PASSAGE SHOWN:

- You are in:Inflatables>>Articles >> Inflatable balloon >> Balloons as Flying Machines
Balloons as Flying Machines
Time:2009-02-27 18:57:48 Author:Inflatables
A balloon is conceptually the simplest of all flying machines. The balloon is a fabric envelope filled with a gas that is lighter than the surrounding atmosphere. As the entire balloon is less dense than its surroundings, it rises, taking along with it a basket, attached underneath, that carries passengers or payload. Although a balloon has no propulsion system, a degree of directional control is possible through making the balloon rise or sink in altitude to find favorable wind directions.
The first balloons capable of carrying passengers used hot air to obtain buoyancy and were built by the brothers Josef and Etienne Montgolfier in Annonay, France.
Balloons using the light gas hydrogen for buoyancy were flown less than a month later. They were invented by Professor Jacques Charles and first flown on December 1, 1783. Gas balloons have greater lift and can be flown much longer than hot air, so gas balloons dominated ballooning for the next 200 years. In the 19th century, it was common to use town gas to fill balloons; it was not as light as pure hydrogen gas, but was much cheaper and readily available.

INFORMATION PROVIDED:
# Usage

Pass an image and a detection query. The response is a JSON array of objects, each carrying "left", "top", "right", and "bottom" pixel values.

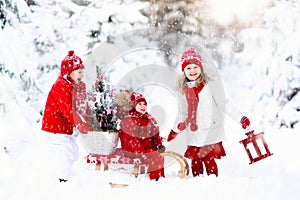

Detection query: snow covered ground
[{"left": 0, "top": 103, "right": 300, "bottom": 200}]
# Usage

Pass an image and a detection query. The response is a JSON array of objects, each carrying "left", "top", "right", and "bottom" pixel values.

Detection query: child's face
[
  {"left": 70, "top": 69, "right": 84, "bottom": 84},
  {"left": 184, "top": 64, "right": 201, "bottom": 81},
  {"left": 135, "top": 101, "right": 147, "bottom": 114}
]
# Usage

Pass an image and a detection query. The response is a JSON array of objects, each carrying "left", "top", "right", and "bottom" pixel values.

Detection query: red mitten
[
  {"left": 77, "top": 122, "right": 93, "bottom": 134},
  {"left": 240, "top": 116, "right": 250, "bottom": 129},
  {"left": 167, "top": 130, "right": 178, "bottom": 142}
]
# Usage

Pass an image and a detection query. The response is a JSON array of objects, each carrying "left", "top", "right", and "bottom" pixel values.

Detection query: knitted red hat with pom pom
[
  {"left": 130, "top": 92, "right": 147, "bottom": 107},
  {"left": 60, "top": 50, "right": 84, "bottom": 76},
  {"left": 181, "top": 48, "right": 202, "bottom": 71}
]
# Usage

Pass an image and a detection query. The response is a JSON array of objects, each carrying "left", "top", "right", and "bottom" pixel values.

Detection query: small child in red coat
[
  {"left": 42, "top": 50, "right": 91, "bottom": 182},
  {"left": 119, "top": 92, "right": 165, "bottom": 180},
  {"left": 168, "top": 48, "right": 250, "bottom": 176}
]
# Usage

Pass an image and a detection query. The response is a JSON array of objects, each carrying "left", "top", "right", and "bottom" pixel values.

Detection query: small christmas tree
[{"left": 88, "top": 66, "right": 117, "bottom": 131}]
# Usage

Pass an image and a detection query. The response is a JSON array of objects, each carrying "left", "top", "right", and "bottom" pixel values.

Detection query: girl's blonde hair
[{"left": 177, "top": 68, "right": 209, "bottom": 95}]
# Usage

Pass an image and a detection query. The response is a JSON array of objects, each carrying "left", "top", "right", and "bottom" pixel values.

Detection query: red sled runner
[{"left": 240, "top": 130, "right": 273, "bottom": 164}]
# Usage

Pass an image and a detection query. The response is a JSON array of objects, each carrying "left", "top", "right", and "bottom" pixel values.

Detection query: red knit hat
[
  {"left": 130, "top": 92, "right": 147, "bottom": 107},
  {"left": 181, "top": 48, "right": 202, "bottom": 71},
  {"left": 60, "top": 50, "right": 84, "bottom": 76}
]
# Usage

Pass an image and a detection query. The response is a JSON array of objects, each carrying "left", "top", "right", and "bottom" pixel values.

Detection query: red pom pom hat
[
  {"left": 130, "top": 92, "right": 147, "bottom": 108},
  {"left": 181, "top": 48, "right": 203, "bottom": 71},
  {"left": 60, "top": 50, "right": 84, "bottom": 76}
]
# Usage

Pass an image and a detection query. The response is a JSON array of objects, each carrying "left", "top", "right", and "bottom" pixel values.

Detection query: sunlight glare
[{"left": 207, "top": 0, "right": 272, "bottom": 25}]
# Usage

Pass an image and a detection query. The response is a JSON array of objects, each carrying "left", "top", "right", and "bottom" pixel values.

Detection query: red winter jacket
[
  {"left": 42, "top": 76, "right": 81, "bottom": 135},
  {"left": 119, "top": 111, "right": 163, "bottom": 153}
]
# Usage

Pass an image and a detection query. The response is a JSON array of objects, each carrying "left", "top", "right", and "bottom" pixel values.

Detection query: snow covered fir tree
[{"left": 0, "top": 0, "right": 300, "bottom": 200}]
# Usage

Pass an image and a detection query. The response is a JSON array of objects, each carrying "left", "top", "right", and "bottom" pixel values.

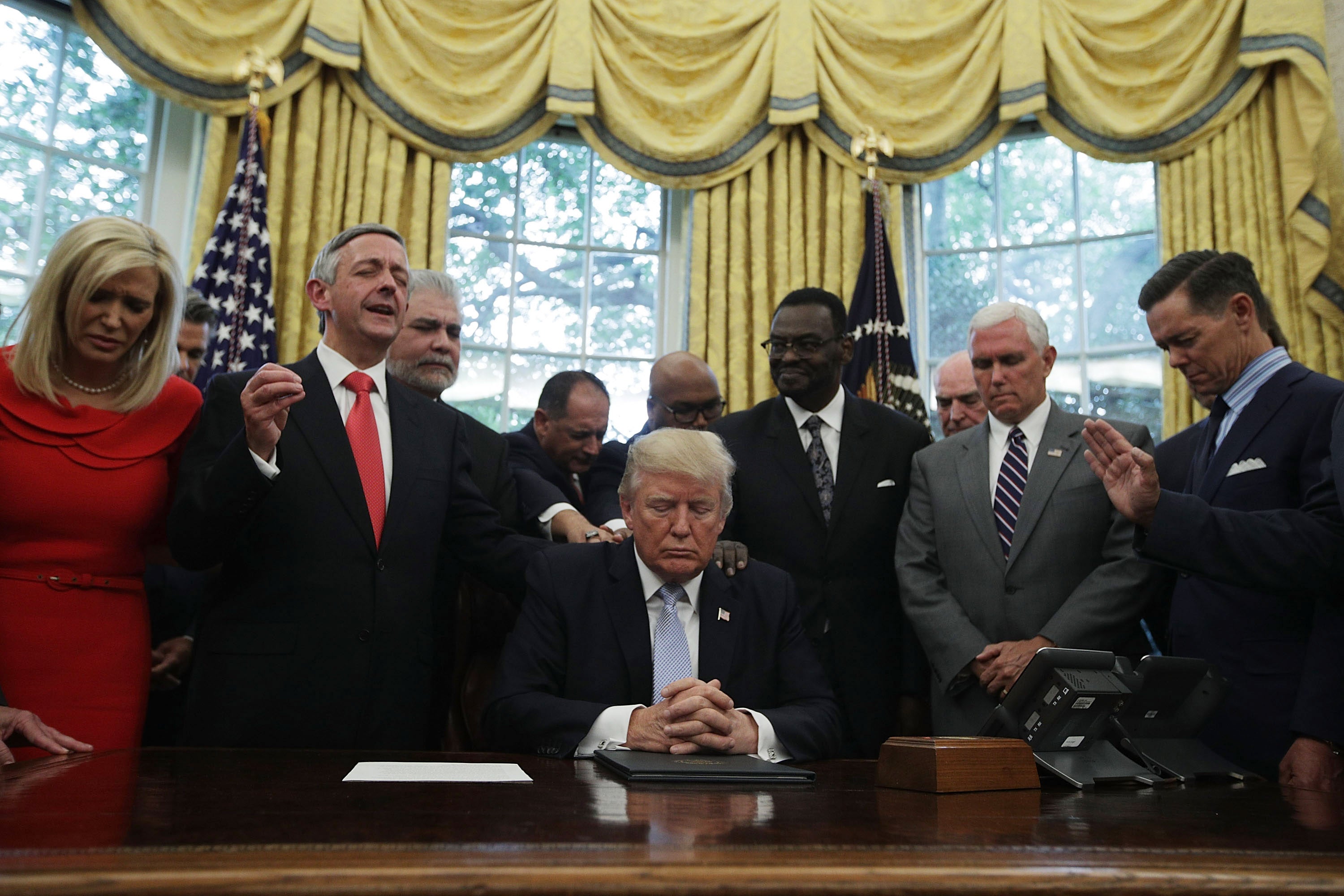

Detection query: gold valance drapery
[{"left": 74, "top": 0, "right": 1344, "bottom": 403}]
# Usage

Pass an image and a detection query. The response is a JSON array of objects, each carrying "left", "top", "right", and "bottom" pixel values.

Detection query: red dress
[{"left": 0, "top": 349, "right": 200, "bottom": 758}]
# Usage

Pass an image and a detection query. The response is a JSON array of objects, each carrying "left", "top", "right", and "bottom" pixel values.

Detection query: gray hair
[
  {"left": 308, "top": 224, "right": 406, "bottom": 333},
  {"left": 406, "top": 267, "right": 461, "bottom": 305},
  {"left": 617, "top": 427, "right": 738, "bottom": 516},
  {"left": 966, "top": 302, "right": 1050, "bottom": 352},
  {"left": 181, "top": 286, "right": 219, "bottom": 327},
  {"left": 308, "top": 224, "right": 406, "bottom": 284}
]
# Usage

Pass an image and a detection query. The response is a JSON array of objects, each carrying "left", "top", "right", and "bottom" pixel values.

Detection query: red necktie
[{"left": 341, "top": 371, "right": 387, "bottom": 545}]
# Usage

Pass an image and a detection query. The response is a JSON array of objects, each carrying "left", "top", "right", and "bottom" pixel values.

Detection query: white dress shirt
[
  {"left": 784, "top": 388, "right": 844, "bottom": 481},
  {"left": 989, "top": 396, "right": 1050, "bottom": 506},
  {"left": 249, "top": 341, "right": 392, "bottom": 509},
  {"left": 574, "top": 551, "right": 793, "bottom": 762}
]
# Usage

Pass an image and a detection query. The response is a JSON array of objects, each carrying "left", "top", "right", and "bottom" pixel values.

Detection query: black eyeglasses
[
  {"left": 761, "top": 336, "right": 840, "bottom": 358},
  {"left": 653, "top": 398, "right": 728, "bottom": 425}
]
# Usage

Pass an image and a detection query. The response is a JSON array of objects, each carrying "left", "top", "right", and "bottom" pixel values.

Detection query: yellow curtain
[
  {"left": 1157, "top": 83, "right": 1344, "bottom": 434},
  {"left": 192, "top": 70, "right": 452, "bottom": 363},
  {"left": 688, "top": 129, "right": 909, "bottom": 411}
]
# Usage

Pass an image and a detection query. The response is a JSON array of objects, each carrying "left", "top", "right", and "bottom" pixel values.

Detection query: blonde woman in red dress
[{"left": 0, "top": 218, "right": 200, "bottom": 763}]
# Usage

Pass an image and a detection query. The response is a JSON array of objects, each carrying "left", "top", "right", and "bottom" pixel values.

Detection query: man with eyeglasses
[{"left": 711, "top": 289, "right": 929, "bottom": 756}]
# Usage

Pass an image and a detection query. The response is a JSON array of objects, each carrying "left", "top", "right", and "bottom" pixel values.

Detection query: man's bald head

QUESTIONS:
a – Repeat the passage on balloons as flying machines word for word, between "- You are in:Inflatables>>Articles" and "favorable wind directions.", inclusive.
b – In the article on balloons as flying machines, on what date was the hydrogen balloon invented by Professor Jacques Charles first flown?
c – Resume the article on balloons as flying machines, starting after its final sentence.

ANSWER LIST:
a –
- You are in:Inflatables>>Articles >> Inflatable balloon >> Balloons as Flying Machines
Balloons as Flying Machines
Time:2009-02-27 18:57:48 Author:Inflatables
A balloon is conceptually the simplest of all flying machines. The balloon is a fabric envelope filled with a gas that is lighter than the surrounding atmosphere. As the entire balloon is less dense than its surroundings, it rises, taking along with it a basket, attached underneath, that carries passengers or payload. Although a balloon has no propulsion system, a degree of directional control is possible through making the balloon rise or sink in altitude to find favorable wind directions.

b – December 1, 1783.

c –
The third balloon type was invented by Pilâtre de Rozier and is a hybrid of a hot air and a gas balloon. Gas balloons have an advantage of being able to fly for a long time, and hot air balloons have an advantage of being able to easily change altitude, so the Rozier balloon was a hydrogen balloon with a separate hot air balloon attached. In 1785, Pilâtre de Rozier took off in an attempt to fly across the English Channel, but the balloon exploded a half-hour into the flight. This accident earned de Rozier the title "The First to Fly and the First to Die". It wasn't until the 1980s that technology once again allowed the Rozier balloons to become feasible.
Both the hot air, or Montgolfière, balloon and the gas balloon are still in common use. Montgolfière balloons are relatively inexpensive as they do not require high-grade materials for their envelopes, and they are popular for balloonist sport activity.
A new way of flying in a gas balloon is with a tether. Notable balloons are in Paris since 1999, in Berlin since 2000, in Disneyland Resort Paris since 2005 with more than 100 000 passengers per year, and the DHL Balloon in Singapore since 2006. All of them have been made by Aerophile SA. Aerophile Balloon is also operated in the San Diego Wild Animal Park in California which has been in operation since the year 2005.
Light gas balloons are predominant in scientific applications, as they are capable of reaching much higher altitudes for much longer periods of time. They are generally filled with helium. Although hydrogen has more lifting power, it is explosive in an atmosphere full of oxygen. With a few exceptions, scientific balloon missions are unmanned.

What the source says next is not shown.